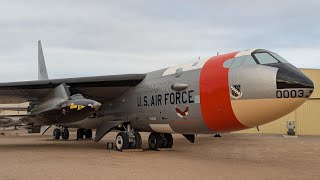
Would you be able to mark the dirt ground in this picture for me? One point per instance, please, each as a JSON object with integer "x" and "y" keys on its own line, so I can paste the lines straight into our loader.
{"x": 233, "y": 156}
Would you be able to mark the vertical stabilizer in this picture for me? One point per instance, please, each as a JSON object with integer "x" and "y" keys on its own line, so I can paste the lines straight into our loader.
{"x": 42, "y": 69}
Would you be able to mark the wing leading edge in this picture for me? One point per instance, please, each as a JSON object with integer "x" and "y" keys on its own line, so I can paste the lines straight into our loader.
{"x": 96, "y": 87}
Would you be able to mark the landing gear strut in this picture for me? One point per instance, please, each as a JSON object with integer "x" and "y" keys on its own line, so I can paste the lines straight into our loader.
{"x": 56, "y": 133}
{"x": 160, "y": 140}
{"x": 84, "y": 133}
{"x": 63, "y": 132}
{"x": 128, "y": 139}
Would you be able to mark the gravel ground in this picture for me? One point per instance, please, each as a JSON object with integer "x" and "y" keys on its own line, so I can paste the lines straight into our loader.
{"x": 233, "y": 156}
...
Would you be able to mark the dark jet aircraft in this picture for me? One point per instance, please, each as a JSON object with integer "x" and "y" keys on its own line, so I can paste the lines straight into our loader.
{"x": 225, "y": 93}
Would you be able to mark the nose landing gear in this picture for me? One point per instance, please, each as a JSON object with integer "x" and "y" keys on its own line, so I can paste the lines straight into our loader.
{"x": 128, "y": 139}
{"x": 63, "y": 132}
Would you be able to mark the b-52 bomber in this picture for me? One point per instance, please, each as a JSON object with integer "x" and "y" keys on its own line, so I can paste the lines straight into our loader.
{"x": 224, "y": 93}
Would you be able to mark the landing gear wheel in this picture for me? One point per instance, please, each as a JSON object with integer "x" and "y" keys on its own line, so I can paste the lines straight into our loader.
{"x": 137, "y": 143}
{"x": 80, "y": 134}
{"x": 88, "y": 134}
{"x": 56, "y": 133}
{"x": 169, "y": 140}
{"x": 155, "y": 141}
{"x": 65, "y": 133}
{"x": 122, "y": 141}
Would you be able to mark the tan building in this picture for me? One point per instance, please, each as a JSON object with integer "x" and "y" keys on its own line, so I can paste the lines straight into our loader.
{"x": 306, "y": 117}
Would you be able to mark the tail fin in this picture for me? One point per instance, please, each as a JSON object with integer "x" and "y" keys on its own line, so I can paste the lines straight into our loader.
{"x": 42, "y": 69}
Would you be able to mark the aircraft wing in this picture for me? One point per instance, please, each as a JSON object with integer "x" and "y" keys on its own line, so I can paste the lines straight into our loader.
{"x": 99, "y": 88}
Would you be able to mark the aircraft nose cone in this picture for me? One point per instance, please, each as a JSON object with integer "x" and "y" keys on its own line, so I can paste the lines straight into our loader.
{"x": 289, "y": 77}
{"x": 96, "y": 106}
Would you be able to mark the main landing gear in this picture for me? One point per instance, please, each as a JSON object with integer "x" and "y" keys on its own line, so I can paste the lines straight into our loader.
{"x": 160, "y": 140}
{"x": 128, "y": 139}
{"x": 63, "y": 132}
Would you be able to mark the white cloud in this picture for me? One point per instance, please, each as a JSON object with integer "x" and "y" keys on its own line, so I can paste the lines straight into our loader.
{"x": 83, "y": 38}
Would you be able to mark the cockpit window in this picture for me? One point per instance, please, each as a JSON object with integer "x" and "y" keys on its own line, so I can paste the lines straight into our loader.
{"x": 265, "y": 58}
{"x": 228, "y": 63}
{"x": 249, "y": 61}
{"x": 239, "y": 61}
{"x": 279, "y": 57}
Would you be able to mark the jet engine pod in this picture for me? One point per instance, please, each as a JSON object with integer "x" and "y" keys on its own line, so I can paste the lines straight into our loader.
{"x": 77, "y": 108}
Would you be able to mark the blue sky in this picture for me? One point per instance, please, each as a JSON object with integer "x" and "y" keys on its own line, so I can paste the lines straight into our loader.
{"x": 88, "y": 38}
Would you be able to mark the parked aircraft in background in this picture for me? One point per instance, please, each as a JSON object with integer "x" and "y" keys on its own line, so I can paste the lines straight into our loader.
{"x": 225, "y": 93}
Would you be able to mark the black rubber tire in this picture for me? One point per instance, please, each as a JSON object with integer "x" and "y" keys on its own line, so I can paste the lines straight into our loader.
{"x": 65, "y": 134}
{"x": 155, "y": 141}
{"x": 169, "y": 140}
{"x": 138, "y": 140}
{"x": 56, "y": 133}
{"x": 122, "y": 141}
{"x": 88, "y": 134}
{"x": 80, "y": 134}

Exercise brief
Locate each line above that contains the string "nose" and copy those lines out in full.

The output
Would you be able to mark the nose landing gear in this picture for me? One point per instance, please, each as a JSON object with integer "x" and "y" keys on its own line, so I can paste the lines straight into our loader.
Would you be able to mark the aircraft nose cone in this picture for me? One point per instance, please, each as a JSON object with integer "x" and "y" keys on its own line, so I can paste the lines straight into our loader.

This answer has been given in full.